**Requirement A:** Update the listing from the line that contains "Mark the innermost point of each instance of the parked" through the line that contains "x=271, y=306", changing "parked car" to "parked vehicle" and leaving everything else as it is.

Slow down, Flagler Beach: the City Commission on Thursday voted 4-1 to drop the citywide speed limit to 20, from a variety of higher speeds–30 along some streets, 25 along others. Speeds along State Road A1A and State Road 100 will remain at 25.
The 20 mph speed limit will apply only to city roads. State Road 100 and State Road A1A will remain at 25 or higher in the city, John Anderson Highway and Roberts Road, which have speeds of up to 45, will not be affected. By law, police may not ticket a driver who breaks the speed limit by 5 miles per hour or less, so the effective speed limit in the city will be 25.
The unanswered questions are twofold: whether, and to what extent, the Flagler Beach Police Department will be able to enforce what for many residents and visitors will be a significantly lower speed limit than they’re used to, and what sign that may send visitors who may end up with traffic tickets more expensive than a dinner at Next Door Bistro or The Anchor. And how much changing the signs will cost the city.
When Palm Coast considered lowering its speed limit from 30 to 25 on its 550 miles of streets, city staff estimated the cost in signage alone at $1.6 million. Sign-changing costs were never discussed during the Flagler Beach commission’s debates. (The city manager said a cost for changing 50 signs will be calculated by early next week.)
“You can change speed limit to two and a half miles an hour, and if as a city it’s not enforced, or not enforced to the degree it needs to be, changing the speed limit will not get us anywhere. And that’s the concern I have,” Commissioner Eric Cooley said.

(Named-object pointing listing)
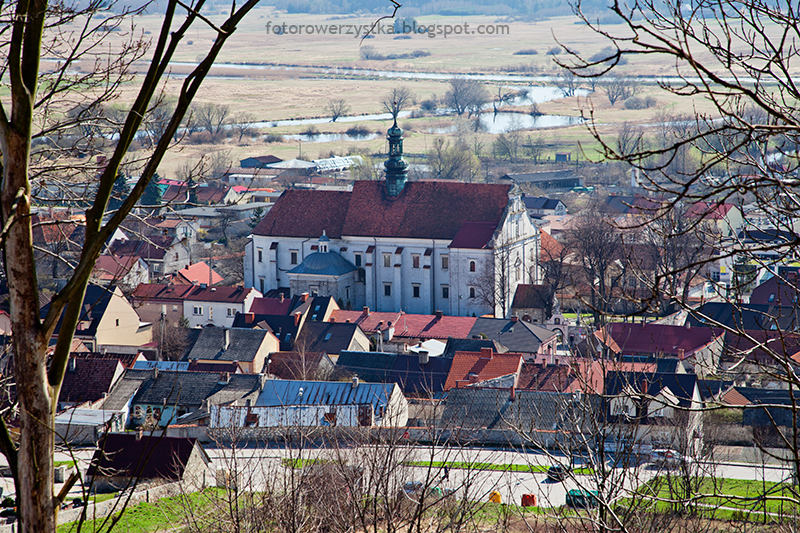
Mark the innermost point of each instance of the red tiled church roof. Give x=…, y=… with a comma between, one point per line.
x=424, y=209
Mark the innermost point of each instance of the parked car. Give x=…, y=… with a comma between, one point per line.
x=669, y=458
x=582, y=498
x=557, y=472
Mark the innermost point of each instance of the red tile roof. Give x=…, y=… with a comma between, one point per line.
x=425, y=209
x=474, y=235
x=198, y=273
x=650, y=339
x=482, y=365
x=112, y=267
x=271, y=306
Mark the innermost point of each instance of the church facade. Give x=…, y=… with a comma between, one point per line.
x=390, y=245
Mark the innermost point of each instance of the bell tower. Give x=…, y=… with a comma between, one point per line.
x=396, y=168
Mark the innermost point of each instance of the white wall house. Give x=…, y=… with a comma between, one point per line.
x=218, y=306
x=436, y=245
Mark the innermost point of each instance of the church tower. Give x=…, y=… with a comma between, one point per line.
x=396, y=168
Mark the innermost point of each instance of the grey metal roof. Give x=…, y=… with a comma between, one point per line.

**Requirement B:** Retype the Flagler Beach speed limit article word for word, starting at "The 20 mph speed" and ending after "will be 25.".

**Right answer A:**
Mark the innermost point of each instance of the parked vehicle. Give x=…, y=… with a comma between, one point per line.
x=669, y=458
x=582, y=498
x=557, y=472
Mark the innermost point of each instance of the red tile roof. Give x=…, y=… with a comma between, one point per line.
x=425, y=209
x=474, y=235
x=198, y=273
x=650, y=339
x=482, y=365
x=112, y=267
x=271, y=306

**Right answer B:**
The 20 mph speed limit will apply only to city roads. State Road 100 and State Road A1A will remain at 25 or higher in the city, John Anderson Highway and Roberts Road, which have speeds of up to 45, will not be affected. By law, police may not ticket a driver who breaks the speed limit by 5 miles per hour or less, so the effective speed limit in the city will be 25.